Stored entries:
--

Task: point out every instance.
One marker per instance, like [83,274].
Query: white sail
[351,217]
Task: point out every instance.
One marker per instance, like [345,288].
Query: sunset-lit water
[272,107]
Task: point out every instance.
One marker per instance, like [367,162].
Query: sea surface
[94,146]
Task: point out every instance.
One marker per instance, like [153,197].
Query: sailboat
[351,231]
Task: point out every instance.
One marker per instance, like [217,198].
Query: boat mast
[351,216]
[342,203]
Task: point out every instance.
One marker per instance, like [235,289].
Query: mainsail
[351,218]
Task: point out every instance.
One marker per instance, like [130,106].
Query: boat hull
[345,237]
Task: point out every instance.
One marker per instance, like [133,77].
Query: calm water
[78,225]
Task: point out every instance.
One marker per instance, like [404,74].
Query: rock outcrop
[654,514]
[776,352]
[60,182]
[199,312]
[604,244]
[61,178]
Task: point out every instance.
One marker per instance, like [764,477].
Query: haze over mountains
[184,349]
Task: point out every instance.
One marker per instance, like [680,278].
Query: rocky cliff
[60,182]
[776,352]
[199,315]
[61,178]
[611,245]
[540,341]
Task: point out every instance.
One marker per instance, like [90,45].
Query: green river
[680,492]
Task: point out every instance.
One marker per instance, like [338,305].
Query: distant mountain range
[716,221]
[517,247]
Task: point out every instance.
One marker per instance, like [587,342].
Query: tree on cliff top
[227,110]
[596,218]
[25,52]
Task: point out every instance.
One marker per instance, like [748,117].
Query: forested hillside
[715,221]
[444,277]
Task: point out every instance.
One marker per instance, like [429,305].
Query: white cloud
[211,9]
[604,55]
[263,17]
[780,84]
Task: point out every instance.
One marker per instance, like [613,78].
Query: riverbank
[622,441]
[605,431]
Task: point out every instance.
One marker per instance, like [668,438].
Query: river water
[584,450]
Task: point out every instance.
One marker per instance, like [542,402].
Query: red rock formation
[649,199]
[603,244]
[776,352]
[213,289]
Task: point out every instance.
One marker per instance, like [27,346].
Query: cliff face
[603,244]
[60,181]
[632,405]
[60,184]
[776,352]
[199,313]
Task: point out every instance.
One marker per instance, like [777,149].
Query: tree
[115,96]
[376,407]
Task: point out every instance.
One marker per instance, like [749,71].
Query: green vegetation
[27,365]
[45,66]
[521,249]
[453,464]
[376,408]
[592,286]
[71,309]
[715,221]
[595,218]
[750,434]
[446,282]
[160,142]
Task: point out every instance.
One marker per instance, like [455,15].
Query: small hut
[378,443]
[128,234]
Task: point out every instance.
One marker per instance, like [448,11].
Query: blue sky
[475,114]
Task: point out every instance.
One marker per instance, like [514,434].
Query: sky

--

▶ YOUR ASSIGNMENT: Please retype all of the data above exactly as written.

▶ TASK RESULT:
Task: point out every instance.
One marker per instance, like [83,274].
Query: white sail
[351,217]
Task: point out every instance.
One marker per instance, like [345,288].
Query: sunset-lit water
[272,107]
Task: point out every instance.
One marker per instance, like [367,162].
Query: sea surface
[94,146]
Task: point out every instance.
One marker per instance, like [153,197].
Query: sailboat
[351,231]
Task: point out every instance.
One marker per instance, like [217,198].
Query: boat mast
[351,216]
[342,203]
Task: point out every instance.
One marker per instance, like [235,289].
Query: mainsail
[351,218]
Task: point out every instance.
One marker per instance, like [130,106].
Query: boat hull
[345,237]
Task: point out every instance.
One marker per instance, like [133,77].
Query: calm water
[78,225]
Task: point out every instance.
One marker per instance, like [404,74].
Query: rock outcrop
[654,514]
[776,352]
[60,182]
[199,312]
[604,244]
[61,178]
Task: point out every instance.
One marker per instance, like [764,477].
Query: haze over mountains
[184,349]
Task: point out every instance.
One marker per instance, like [680,278].
Query: rocky cliff
[60,182]
[776,352]
[199,315]
[61,178]
[611,245]
[540,341]
Task: point out every instance.
One marker per instance, like [90,45].
Query: green river
[680,492]
Task: point out every instance.
One marker per instance, like [338,305].
Query: distant mountain range
[716,221]
[517,247]
Task: point out every instance.
One marker per instance, like [587,342].
Query: tree on cliff top
[227,110]
[596,218]
[25,52]
Task: point out every instance.
One marker per instance, like [748,117].
Query: forested hillside
[715,221]
[444,277]
Task: point out every instance.
One marker per instance, like [429,305].
Query: white cloud
[211,9]
[604,55]
[263,17]
[780,84]
Task: point out every instance.
One marker per instance, like [613,78].
Query: riverbank
[622,441]
[605,431]
Task: point out every instance.
One marker per instance, like [668,438].
Query: river water
[584,450]
Task: point out every instance.
One marker per instance, like [542,402].
Query: red rock formation
[649,199]
[603,244]
[776,352]
[213,289]
Task: point out every instance.
One marker per instance, like [27,346].
Query: cliff face
[603,244]
[60,181]
[632,405]
[60,184]
[776,352]
[199,313]
Task: point out every instance.
One marker per instance, like [777,149].
Query: tree
[115,96]
[376,407]
Task: point out every instance.
One marker per instance, like [749,71].
Query: green vegetation
[27,365]
[45,66]
[521,249]
[453,464]
[376,408]
[592,286]
[71,309]
[715,221]
[595,218]
[750,434]
[446,282]
[160,142]
Task: point out every instance.
One marker per instance, like [455,15].
Query: small hut
[378,443]
[128,234]
Task: point out every instance.
One marker per instance, like [448,11].
Query: blue sky
[475,114]
Task: point out every instance.
One marker per instance, like [514,434].
Query: sky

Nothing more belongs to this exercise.